Contour annotation records

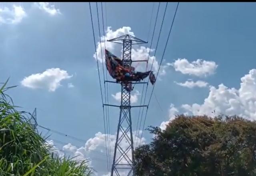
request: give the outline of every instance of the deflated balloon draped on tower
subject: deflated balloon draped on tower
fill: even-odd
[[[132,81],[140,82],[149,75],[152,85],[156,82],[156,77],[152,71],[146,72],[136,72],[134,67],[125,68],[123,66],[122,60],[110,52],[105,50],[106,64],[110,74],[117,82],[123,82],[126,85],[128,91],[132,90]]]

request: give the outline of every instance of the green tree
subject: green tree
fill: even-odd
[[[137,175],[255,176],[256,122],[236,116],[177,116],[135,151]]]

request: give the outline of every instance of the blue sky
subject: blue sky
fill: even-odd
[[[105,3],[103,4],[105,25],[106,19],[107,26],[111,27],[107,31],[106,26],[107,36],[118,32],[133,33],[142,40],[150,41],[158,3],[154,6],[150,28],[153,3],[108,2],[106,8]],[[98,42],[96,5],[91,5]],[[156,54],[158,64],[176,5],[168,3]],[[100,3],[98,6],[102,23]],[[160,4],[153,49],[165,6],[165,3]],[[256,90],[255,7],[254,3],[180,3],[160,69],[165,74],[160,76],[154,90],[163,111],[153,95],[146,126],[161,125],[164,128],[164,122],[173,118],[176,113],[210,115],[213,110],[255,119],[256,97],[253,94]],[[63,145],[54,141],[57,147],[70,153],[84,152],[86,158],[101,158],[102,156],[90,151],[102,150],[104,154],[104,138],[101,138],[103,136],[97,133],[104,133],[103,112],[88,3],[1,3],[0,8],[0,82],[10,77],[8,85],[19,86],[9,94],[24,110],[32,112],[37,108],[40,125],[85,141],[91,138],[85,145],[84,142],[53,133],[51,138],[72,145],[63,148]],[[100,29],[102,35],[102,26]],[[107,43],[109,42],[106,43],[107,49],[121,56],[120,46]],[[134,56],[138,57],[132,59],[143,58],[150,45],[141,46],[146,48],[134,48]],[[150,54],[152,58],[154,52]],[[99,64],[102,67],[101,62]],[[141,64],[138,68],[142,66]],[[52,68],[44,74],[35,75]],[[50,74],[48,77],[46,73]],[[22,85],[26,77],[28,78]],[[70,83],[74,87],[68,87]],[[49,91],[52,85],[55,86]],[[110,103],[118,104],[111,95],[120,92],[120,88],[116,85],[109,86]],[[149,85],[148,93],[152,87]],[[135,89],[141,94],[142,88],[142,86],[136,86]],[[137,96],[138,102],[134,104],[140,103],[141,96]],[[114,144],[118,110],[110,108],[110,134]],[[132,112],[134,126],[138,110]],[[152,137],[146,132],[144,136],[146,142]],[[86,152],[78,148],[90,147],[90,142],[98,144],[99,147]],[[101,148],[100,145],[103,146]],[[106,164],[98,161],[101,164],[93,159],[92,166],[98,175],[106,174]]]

---

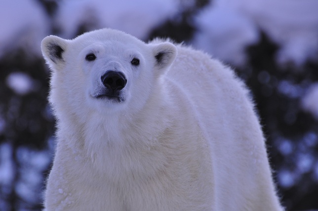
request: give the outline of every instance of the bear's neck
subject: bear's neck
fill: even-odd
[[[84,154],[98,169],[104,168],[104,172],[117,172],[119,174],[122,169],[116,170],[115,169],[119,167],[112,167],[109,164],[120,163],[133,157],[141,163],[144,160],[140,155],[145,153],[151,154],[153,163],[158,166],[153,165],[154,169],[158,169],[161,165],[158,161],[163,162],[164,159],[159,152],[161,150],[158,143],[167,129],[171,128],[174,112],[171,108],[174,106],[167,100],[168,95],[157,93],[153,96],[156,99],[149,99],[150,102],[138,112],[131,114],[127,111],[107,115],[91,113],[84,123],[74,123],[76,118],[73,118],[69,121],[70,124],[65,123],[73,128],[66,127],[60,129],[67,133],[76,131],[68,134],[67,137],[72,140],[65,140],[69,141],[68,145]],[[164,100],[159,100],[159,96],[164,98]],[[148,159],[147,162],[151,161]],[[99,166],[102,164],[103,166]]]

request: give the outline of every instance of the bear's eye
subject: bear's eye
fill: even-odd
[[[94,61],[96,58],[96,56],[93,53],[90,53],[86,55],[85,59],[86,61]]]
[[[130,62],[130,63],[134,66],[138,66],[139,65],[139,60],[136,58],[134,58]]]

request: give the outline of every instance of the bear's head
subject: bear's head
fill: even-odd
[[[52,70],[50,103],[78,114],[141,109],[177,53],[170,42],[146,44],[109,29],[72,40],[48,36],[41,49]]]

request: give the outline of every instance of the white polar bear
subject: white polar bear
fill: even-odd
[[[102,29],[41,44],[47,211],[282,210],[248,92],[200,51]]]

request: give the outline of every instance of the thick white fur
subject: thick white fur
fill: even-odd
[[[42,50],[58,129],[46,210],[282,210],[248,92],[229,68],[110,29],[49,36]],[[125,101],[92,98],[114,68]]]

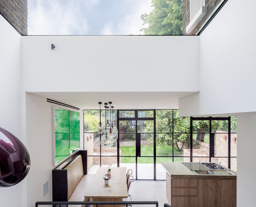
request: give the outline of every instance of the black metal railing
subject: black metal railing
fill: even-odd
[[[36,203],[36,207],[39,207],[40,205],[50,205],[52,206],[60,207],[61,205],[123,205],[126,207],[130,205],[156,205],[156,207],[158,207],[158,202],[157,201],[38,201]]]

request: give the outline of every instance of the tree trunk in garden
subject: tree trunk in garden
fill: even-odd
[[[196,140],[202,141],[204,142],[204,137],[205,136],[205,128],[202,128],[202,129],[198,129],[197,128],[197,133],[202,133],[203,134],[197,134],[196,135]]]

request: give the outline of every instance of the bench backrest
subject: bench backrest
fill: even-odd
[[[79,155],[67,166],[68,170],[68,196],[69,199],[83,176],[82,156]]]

...

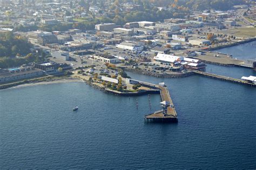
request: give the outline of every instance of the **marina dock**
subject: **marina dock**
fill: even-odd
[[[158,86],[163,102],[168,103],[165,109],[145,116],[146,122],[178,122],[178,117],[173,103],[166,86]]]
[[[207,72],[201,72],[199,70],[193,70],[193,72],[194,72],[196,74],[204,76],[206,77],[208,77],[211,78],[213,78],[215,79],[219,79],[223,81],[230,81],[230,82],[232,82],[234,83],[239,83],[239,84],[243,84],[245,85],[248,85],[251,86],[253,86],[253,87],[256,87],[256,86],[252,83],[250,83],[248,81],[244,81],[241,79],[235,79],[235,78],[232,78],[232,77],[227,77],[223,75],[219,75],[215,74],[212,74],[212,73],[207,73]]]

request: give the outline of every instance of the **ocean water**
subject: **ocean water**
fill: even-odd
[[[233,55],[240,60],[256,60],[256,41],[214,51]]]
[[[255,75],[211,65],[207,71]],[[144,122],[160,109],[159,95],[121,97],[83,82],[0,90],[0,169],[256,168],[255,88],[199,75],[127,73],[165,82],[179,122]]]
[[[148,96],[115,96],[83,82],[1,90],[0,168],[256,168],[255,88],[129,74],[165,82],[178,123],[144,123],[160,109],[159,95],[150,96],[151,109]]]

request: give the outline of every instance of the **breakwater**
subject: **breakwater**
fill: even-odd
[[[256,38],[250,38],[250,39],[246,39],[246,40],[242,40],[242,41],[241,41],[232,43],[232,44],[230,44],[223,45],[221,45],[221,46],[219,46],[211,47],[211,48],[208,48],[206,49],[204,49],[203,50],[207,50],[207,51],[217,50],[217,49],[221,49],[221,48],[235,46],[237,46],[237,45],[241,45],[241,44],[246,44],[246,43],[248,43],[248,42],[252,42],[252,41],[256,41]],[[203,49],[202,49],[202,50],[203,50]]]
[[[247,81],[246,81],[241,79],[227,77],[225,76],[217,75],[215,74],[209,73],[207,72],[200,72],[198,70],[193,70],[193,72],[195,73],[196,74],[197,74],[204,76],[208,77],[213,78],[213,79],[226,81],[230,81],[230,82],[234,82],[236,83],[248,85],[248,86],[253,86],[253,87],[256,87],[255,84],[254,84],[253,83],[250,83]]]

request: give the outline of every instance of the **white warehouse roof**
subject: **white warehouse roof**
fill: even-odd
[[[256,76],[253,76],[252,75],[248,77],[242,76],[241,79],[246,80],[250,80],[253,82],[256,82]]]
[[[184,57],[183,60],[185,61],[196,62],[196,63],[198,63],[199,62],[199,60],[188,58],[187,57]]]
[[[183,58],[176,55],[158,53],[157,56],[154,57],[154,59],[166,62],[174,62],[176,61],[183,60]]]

DIRECTION:
How many lines above contain the word "black"? Reply with the number only.

ANSWER TO THIS PROBLEM:
2